**SCHRIFTLICHE AUFGABE**
Tausche in den folgenden Zeilen aller Datensätze „photo“ gegen „image“ aus und gib sie sonst unverändert wieder. Die Bilder gehören nicht in die Antwort.

━━━ DATENSÄTZE ━━━

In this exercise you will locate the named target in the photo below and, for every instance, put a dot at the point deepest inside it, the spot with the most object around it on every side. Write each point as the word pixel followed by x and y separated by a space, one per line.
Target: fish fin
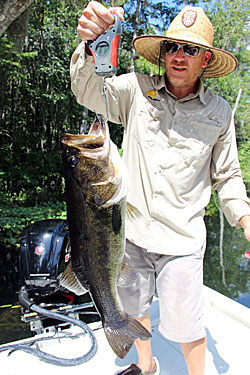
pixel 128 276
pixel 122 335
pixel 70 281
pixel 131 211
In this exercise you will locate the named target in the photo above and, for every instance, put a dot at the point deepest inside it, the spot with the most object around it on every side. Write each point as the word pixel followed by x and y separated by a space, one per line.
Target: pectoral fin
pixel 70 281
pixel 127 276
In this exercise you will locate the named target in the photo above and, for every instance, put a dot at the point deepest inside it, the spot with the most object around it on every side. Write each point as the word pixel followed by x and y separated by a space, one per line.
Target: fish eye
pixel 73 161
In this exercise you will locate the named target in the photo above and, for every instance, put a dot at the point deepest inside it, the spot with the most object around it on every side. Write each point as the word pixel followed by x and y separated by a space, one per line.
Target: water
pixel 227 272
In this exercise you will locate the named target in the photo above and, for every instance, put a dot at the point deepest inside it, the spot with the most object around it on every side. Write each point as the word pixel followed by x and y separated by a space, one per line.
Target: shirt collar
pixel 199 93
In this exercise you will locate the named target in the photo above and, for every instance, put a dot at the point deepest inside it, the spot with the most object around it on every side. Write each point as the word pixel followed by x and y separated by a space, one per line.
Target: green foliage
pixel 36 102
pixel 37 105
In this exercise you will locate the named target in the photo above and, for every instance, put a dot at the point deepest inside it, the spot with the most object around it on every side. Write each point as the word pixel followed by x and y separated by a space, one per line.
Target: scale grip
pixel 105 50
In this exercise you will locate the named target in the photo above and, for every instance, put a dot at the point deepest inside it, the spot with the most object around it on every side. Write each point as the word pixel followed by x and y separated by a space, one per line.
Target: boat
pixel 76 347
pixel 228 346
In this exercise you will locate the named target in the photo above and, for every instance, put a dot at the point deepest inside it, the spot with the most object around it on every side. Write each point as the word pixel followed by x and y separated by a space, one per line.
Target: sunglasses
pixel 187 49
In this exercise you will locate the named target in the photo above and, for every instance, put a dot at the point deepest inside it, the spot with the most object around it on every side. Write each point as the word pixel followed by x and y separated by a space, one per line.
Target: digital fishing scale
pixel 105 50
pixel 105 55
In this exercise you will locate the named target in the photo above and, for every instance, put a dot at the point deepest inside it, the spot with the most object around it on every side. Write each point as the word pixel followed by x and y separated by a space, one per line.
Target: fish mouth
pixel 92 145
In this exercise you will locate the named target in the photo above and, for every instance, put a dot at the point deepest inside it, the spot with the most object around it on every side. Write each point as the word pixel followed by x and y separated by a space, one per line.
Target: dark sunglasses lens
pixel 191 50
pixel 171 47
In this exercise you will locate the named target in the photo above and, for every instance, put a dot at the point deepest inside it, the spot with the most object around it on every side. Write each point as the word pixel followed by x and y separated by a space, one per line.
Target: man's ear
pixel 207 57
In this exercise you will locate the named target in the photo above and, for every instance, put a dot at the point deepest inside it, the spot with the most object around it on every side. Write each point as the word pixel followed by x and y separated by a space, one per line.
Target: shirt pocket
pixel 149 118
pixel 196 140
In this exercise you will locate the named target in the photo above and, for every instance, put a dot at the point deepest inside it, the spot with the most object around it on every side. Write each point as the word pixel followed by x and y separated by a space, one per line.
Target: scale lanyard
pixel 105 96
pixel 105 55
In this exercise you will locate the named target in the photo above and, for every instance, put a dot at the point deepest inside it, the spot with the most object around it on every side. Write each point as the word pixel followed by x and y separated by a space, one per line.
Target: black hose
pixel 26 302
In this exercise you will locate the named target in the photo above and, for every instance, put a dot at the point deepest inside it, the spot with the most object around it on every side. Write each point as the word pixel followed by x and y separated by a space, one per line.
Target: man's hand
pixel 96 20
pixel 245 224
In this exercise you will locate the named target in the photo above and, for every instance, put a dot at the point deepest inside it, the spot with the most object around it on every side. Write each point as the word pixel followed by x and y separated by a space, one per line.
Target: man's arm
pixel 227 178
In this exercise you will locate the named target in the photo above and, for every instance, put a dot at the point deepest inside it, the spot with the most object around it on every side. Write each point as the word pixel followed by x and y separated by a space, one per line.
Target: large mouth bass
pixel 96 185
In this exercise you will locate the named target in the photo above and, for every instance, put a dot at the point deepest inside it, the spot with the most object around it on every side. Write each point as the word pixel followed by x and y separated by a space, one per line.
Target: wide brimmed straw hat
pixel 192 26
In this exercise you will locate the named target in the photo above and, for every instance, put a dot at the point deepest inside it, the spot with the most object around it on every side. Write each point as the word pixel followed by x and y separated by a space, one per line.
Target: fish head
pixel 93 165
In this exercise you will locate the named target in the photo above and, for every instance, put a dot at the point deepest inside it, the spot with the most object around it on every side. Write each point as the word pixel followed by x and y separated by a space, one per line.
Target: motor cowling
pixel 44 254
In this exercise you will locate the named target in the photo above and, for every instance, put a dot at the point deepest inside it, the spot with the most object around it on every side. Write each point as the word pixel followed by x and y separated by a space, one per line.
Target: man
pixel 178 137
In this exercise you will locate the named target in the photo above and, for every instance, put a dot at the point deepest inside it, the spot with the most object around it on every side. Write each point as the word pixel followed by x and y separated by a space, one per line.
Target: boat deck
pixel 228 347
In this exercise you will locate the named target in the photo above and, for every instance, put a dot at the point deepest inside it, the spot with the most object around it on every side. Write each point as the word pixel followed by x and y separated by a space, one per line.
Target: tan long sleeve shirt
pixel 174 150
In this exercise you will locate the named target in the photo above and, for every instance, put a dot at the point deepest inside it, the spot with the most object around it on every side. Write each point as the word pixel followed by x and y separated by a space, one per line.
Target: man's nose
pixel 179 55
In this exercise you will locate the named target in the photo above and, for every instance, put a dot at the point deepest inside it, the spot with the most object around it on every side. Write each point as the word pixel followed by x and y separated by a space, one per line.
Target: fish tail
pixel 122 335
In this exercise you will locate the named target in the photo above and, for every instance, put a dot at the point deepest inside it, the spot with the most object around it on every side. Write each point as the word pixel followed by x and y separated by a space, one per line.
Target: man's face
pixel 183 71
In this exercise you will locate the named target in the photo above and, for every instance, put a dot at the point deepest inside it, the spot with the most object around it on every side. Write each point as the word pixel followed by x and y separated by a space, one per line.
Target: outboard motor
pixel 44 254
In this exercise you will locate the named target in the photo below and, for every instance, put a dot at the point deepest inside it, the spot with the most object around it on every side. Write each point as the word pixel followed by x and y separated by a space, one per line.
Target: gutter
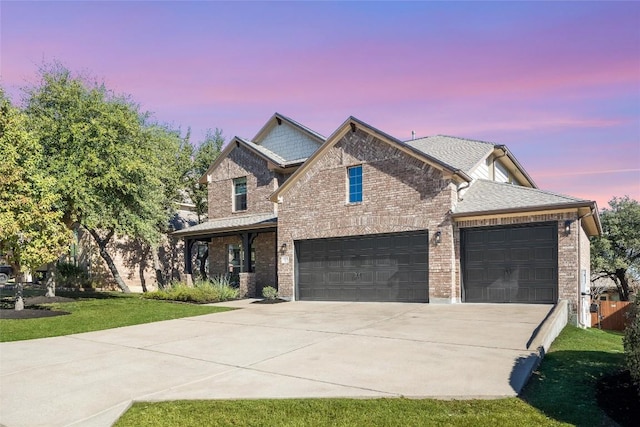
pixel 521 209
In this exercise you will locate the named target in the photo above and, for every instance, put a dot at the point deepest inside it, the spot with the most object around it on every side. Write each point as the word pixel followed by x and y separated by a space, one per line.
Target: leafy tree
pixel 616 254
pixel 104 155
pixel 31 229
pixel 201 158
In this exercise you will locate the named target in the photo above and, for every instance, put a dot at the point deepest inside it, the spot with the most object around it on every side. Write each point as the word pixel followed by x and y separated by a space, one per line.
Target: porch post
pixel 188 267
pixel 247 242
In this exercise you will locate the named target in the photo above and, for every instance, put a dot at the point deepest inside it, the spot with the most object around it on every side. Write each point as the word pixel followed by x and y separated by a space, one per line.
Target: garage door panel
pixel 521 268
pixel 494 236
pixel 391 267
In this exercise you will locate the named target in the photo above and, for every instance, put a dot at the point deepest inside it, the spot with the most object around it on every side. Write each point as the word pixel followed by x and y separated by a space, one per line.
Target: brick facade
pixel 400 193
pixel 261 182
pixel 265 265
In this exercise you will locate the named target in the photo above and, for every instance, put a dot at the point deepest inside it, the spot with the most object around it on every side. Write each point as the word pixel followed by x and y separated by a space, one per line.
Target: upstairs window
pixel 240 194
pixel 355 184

━━━

**AUSGABE ZUR ÜBUNG**
In this exercise you will locate the named target in the image below and, for every instance, put a dot at the point deepest inside it, the spot with the most object around it on every side. Write each point as the word pixel followed by x and y separated by a space, one per line.
Target: fish fin
pixel 128 276
pixel 122 335
pixel 70 281
pixel 131 211
In this exercise you will locate the named target in the image above and, for every instance, put a dot at the point deepest inside it, the spot with the most object around it on every side. Write each point as the word pixel followed by x and y separated by a space, one per line.
Target: pectoral fin
pixel 70 281
pixel 127 276
In this exercise you will locate the named target in the image above and, for every instance, put a dot at the point deepest inside it, the spot with the most object around it on every side. Write each point as the word pixel followed by x and y separated by a space, one per line.
Target: fish eye
pixel 73 161
In this exercise you will locate the named target in the image above and, for every instance, put a dot at the point deepest inside it, the spot with the most object around it on every side. Write each point as the word pixel followed by x and y separated by a space, one per line.
Target: water
pixel 227 272
In this exercise you will locate the named target in the image above and, for every instance, put a dot at the point deepest inside it, the spot with the most object around it on every side. Write each point as the word pixel followed by x and y separated by a space, one per line.
Target: shirt collar
pixel 199 93
In this exercise you will locate the named target in the image above and, for every instance, put a dot at the point deepest inside it, the spot with the most object around it on every side. Write each point as the word pixel followed by x and y separated by a space, one per line.
Target: green foliage
pixel 36 102
pixel 37 105
In this exercise you will locate the named target in the image above and, for every instance, put a dot at the point deepest inside it, the spot with the most object around it on every side. Write each point as the word pixel followed by x and y separated by a space, one per line.
Target: scale grip
pixel 105 50
In this exercise you will locate the named target in the image above and, for every instance, put a dot at the point deepest inside it, the spot with the most object around it on every side. Write each point as the word pixel followed by x and y separated by a space, one per line.
Target: boat
pixel 76 347
pixel 228 346
In this exercise you will locate the named target in the image above and, for every instance, put a dot at the point deepest inside it, the spot with the most object around it on every side. Write each point as the word pixel followed by x and y separated by a space, one per line.
Target: sunglasses
pixel 187 49
In this exercise you will locate the named target in the image above and, for every instance, put a dot at the point deepest inside it, the spot with the most object around it on every side. Write each point as the word pixel followed by x and y separated by a space, one per line.
Target: digital fishing scale
pixel 105 50
pixel 105 55
In this exercise you will locate the named target in the image above and, for every instance, put a dot at the point deepest inside it, the spot with the most object around it on every side. Write each point as the word pixel followed by x and y separated by a space, one per line.
Target: fish mouth
pixel 92 145
In this exercise you will locate the named target in the image above and, for every instance, put a dot at the point deepest inside it, the spot with the most object around it on every side. Write each point as the word pixel followed by x and y separated by a space, one per line.
Target: dark sunglasses lens
pixel 191 50
pixel 171 47
In this exercise you will locate the named target in the image above and, for every instance, put a dot at the point deepest inside it, the spot with the most object around it on every side. Write each point as the word pixel followed by x and y separated by a space, one per line.
Target: man's ear
pixel 207 57
In this exercise you will locate the named target in the image above and, for every instance, put a dot at the point deepest inside it, the spot with the most object around it on every side. Write each point as the word pixel followed by x and y separated by a space, one per line.
Target: shirt pocket
pixel 149 118
pixel 196 140
In this exercise you will locate the named target in the image above and, for every instance, put a dot at the point deepest inside it, the spot with the most object around it on every side. Write each point as the word pixel followed by x and y separated by a space, one per line.
Target: scale lanyard
pixel 105 96
pixel 105 55
In this exercise you will locate the named target in the image above and, for every instance, put a dot at the point deepest inside it, the spot with the most object around it on every side. Write each point as the word pixel followed by x and y separated by a space, one per line.
Target: black hose
pixel 26 302
In this exercise you will locate the named target in the image above and, for every instance, put a dot at the point deepest inside it, the spot with the most object around it on every side. Write each point as the word pixel followed by x and y separated by a space, one per line.
Target: man's hand
pixel 96 20
pixel 245 224
In this exercise you will locate the named target in the image above and, for every instance, put a dot at the point deepest inside it, the spot with the most object around it on every side. Write each point as the word pixel followed by x and y separated by a space, one per line.
Target: man's arm
pixel 227 178
In this exercise you will locate the named target in the image above and, for every instance, put a dot at the point deepest inside it, the spot with the most object around it on every side. Write each point as the word pixel followed by x and y separated by a space, one per line.
Target: large mouth bass
pixel 96 185
In this exercise you will locate the named target in the image above and, for every instance, put a dot at the point deepest inside it, the spot with the most object around it on every side. Write each point as the word pixel followed by x and y separated by a space, one per line.
Target: wide brimmed straw hat
pixel 192 26
In this exercise you will locate the named target in the image above and, for every instance, put a dot at the point deepest inside it, the spot with the most object around it on every side. Write each point as the word pixel followed by x and y separated by a space, one per line.
Target: fish head
pixel 93 165
In this exercise you will locate the named target in the image above and, for every instance, put a dot at the point deepest inside it, the spot with the most object around it on every side. Write each point as the word pixel followed by x and y separated by a space, one per line.
Target: motor cowling
pixel 44 254
In this exercise you will locate the named target in the image above and, for every instance, put a dot at the point deepest inside it, the spot with the most object around it on every side. Write each point as the word pixel followed by x and y separated by a space, one per line.
Target: man
pixel 178 137
In this exercise you will locate the named target in the image above and, for every instance, put a dot at the point deepest inside it, the spot with the most object around it on every side. Write each point as the word pixel followed by x and y separated by a space, one per line.
Target: boat deck
pixel 228 347
In this exercise you will locate the named target in the image above and, for every instance, put a dot at the point deepest inside it, the spot with the most object around it on every side. Write each point as the word pixel followed by x and y separated by a space, one per line.
Target: tan long sleeve shirt
pixel 174 150
In this exercise you will locate the named target in the image above and, for every instance, put a dot at the point deepest inside it, the spot with the most object around it on every side. Write each point as the word pixel followed by x and y separated by a space, one per line.
Target: man's nose
pixel 179 55
In this exercise you will locate the named target in the image above and, for every instance, put a dot at the point deepest inside it, the spot with the most object around it on every side. Write each point as the word pixel followed by x and y separated by a space, one per line.
Target: fish tail
pixel 122 335
In this exercise you will locate the named target in the image above and, for every instance, put a dot at the point deepest inside it, the spot with the most object around it on every side. Write each point as the word pixel followed by x and y separated by a space, one per line.
Target: man's face
pixel 183 71
In this exercise you will locate the named target in the image above and, for every instance, put a dot at the point deepest inside it, the spot with the most object around it on every side. Write each point as the word pixel followed by x and y separated by a space, one per line.
Target: outboard motor
pixel 44 254
In this exercise you will locate the named target in the image below and, for every instance, put a dot at the point deepest inside it, the spot with the most object around it on every side. Write each point as the word pixel followed by x and y separated by a space, one per line.
Target: gutter
pixel 521 209
In this exercise you will locate the named target in the image above and, for every instance, put a dot at the point deepest inside it, the spot with the most object around it on every side. Write each point as the word pixel followed by x and y separated by a space, one per line.
Target: leafy tree
pixel 616 254
pixel 104 155
pixel 31 229
pixel 201 158
In this exercise you will locate the named target in the image above and, for every instance, put a dot at the point deepest inside it, the spot with the most object around it on every side. Write each point as the word pixel followed by x and y separated by a space, one per line.
Target: porch post
pixel 188 267
pixel 247 242
In this exercise you will locate the named target in the image above and, for every instance, put a dot at the point deepest inside it, the spot with the most object around it on every side. Write each point as the word pixel followed by x and y separated by a space, one per line.
Target: garage door panel
pixel 521 268
pixel 494 236
pixel 391 267
In this exercise you will locate the named target in the image above and, for every instance, put a dot at the point deepest inside it, the spot with the most object around it on every side. Write each point as the word pixel followed by x and y separated by a space, one per line.
Target: brick facade
pixel 400 193
pixel 261 182
pixel 265 265
In this exercise you will locate the named target in the image above and, for every instance, put a dot at the point deepest inside it, the spot with the most object around it on every side. Write each point as the word pixel followed by x and y separated by a space, one per line.
Target: upstairs window
pixel 240 194
pixel 355 184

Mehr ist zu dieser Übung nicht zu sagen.